Begin TASK INPUT

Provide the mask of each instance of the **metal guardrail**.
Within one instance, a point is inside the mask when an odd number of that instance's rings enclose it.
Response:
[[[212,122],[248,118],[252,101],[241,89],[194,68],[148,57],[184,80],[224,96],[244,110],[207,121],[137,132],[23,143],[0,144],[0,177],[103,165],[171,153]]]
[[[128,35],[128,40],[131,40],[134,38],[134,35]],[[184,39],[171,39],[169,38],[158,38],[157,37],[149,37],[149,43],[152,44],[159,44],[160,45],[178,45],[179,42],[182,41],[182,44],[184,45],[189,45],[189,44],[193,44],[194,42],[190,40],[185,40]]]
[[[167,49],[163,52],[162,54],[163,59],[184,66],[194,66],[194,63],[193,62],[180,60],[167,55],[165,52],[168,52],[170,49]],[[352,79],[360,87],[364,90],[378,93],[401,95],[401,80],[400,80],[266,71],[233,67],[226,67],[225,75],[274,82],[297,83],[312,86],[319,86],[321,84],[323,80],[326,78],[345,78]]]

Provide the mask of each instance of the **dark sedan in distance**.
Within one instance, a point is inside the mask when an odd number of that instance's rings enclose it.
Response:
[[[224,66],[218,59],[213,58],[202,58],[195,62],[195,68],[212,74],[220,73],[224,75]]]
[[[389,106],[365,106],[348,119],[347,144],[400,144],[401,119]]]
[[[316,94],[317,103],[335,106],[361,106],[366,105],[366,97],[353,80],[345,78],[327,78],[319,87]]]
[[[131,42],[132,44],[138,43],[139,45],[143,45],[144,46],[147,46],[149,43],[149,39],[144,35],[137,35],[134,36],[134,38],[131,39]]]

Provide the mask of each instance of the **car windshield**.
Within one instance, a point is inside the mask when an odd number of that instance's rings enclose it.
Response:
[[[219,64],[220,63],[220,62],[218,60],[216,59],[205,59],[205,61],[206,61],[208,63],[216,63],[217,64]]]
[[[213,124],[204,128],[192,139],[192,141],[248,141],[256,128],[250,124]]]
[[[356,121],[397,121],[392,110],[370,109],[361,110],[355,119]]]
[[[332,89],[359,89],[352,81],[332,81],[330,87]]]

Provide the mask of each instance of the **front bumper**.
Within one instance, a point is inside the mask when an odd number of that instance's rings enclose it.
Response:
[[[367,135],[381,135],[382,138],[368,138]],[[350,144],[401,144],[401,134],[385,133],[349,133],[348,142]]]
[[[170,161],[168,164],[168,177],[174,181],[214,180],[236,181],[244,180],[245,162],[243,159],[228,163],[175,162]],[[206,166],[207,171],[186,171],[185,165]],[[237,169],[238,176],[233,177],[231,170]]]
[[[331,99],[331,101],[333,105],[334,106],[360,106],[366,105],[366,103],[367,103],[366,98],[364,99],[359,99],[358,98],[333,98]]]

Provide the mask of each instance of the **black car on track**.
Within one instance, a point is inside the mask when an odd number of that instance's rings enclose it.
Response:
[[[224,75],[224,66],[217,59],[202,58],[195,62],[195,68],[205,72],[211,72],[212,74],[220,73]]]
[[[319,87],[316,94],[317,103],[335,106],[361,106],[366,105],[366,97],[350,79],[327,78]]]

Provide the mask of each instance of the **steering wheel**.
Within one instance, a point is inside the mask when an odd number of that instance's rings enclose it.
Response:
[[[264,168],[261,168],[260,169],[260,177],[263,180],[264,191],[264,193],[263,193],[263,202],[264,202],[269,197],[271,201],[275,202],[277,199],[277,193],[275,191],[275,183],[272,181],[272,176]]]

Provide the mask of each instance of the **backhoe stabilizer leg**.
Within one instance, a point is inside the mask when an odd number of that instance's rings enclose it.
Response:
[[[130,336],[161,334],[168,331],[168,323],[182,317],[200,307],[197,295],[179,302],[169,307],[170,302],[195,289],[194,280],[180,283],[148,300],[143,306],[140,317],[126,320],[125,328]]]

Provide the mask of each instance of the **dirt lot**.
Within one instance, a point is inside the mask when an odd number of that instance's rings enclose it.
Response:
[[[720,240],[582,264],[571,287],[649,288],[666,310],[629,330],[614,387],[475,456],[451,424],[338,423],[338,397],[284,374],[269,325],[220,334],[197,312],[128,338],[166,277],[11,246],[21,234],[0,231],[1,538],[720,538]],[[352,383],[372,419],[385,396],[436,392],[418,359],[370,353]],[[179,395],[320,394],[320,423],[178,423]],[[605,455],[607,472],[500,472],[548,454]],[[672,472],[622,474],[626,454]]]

End TASK INPUT

▶ _TO BE DONE_: Above are some records. Print them all exactly.

▶ _WORKED ANSWER_:
Provide the mask of each instance of the **metal guardrail**.
Within one instance, a point is inside the mask when an odd number of that instance's rings enclose it.
Response:
[[[212,122],[248,118],[252,101],[241,89],[194,68],[148,57],[184,80],[224,96],[244,110],[207,121],[137,132],[23,143],[0,144],[0,177],[103,165],[171,153]]]
[[[128,35],[128,40],[131,40],[134,38],[134,35]],[[184,39],[171,39],[169,38],[158,38],[157,37],[149,37],[149,43],[152,44],[159,44],[160,45],[178,45],[179,42],[182,41],[182,44],[184,45],[189,45],[189,44],[193,44],[194,42],[190,40],[185,40]]]
[[[167,49],[163,52],[162,54],[163,59],[184,66],[194,66],[194,63],[193,62],[180,60],[167,55],[165,52],[168,52],[170,49]],[[352,79],[360,87],[364,90],[378,93],[401,95],[401,80],[400,80],[266,71],[233,67],[226,67],[225,75],[274,82],[297,83],[312,86],[319,86],[321,84],[323,80],[326,78],[345,78]]]

Provide the mask of each instance of the **dark sedan in distance**.
Within one instance, a point is inside the mask when an odd number of that instance's rings enclose it.
Response:
[[[224,66],[218,59],[213,58],[202,58],[195,62],[195,68],[212,74],[220,73],[224,75]]]
[[[389,106],[365,106],[348,119],[347,144],[400,144],[401,119]]]
[[[316,94],[317,103],[335,106],[361,106],[366,105],[366,97],[353,80],[345,78],[327,78],[319,87]]]
[[[131,42],[132,44],[138,43],[139,45],[143,45],[144,46],[147,46],[149,43],[149,39],[144,35],[137,35],[134,36],[134,38],[131,39]]]

Provide the mask of each instance of the **car windshield**.
Within one instance, a point is inside the mask when an odd number of that instance's rings enclose it.
Response:
[[[219,64],[220,63],[220,62],[218,60],[216,59],[205,59],[205,61],[206,61],[208,63],[216,63],[217,64]]]
[[[213,124],[204,128],[192,139],[192,141],[248,141],[256,128],[250,124]]]
[[[356,121],[397,121],[392,110],[370,109],[361,110],[355,119]]]
[[[332,89],[359,89],[352,81],[332,81],[330,87]]]

Provide the mask of each instance of the **front bumper**.
Within one instance, a point is inside the mask when an odd number of that instance's rings enclose it.
Response:
[[[367,135],[381,135],[382,138],[368,138]],[[350,144],[401,144],[401,134],[385,133],[349,133],[348,142]]]
[[[170,161],[168,164],[168,177],[174,181],[214,180],[236,181],[244,180],[245,162],[243,159],[228,163],[175,162]],[[206,166],[207,171],[186,171],[185,165]],[[237,169],[238,176],[233,177],[231,170]]]
[[[331,99],[331,101],[333,105],[334,106],[360,106],[366,105],[366,103],[367,103],[366,98],[364,99],[359,99],[358,98],[333,98]]]

Provide the mask of each instance of the **black car on track**.
Within one instance, a point is inside the mask when an odd number of that instance's rings enclose it.
Response:
[[[224,75],[224,66],[217,59],[202,58],[195,62],[195,68],[205,72],[211,72],[212,74],[220,73]]]
[[[319,87],[316,94],[317,103],[335,106],[361,106],[366,105],[366,97],[350,79],[327,78]]]

Provide the mask of each instance of the **steering wheel**.
Within one instance, a point is inside the mask when an odd number of that instance's rings enclose it.
Response:
[[[264,168],[261,168],[260,169],[260,177],[263,180],[264,191],[264,193],[263,193],[263,202],[264,202],[269,197],[271,201],[275,202],[277,199],[277,193],[275,191],[275,183],[272,181],[272,176]]]

Provide the mask of each instance of the **backhoe stabilizer leg**.
Within one instance, a point is inside the mask when an odd number of that instance's rings enclose it.
Response:
[[[130,336],[161,334],[168,331],[168,323],[182,317],[200,307],[197,295],[179,302],[169,307],[170,302],[195,289],[194,280],[180,283],[148,300],[143,306],[140,317],[126,320],[125,328]]]

Provide the mask of each instance of the **dirt lot**.
Within one instance, a point is inside the mask when an odd number of that instance's rings enclose it.
Response:
[[[720,240],[582,264],[571,287],[649,288],[666,310],[629,330],[614,387],[475,456],[451,424],[338,423],[338,397],[284,374],[269,325],[220,334],[197,312],[128,338],[166,277],[11,246],[21,234],[0,231],[1,538],[720,538]],[[352,383],[372,419],[385,396],[436,392],[418,359],[370,353]],[[179,395],[320,394],[320,423],[178,423]],[[605,455],[607,472],[500,472],[548,454]],[[672,472],[622,474],[626,454]]]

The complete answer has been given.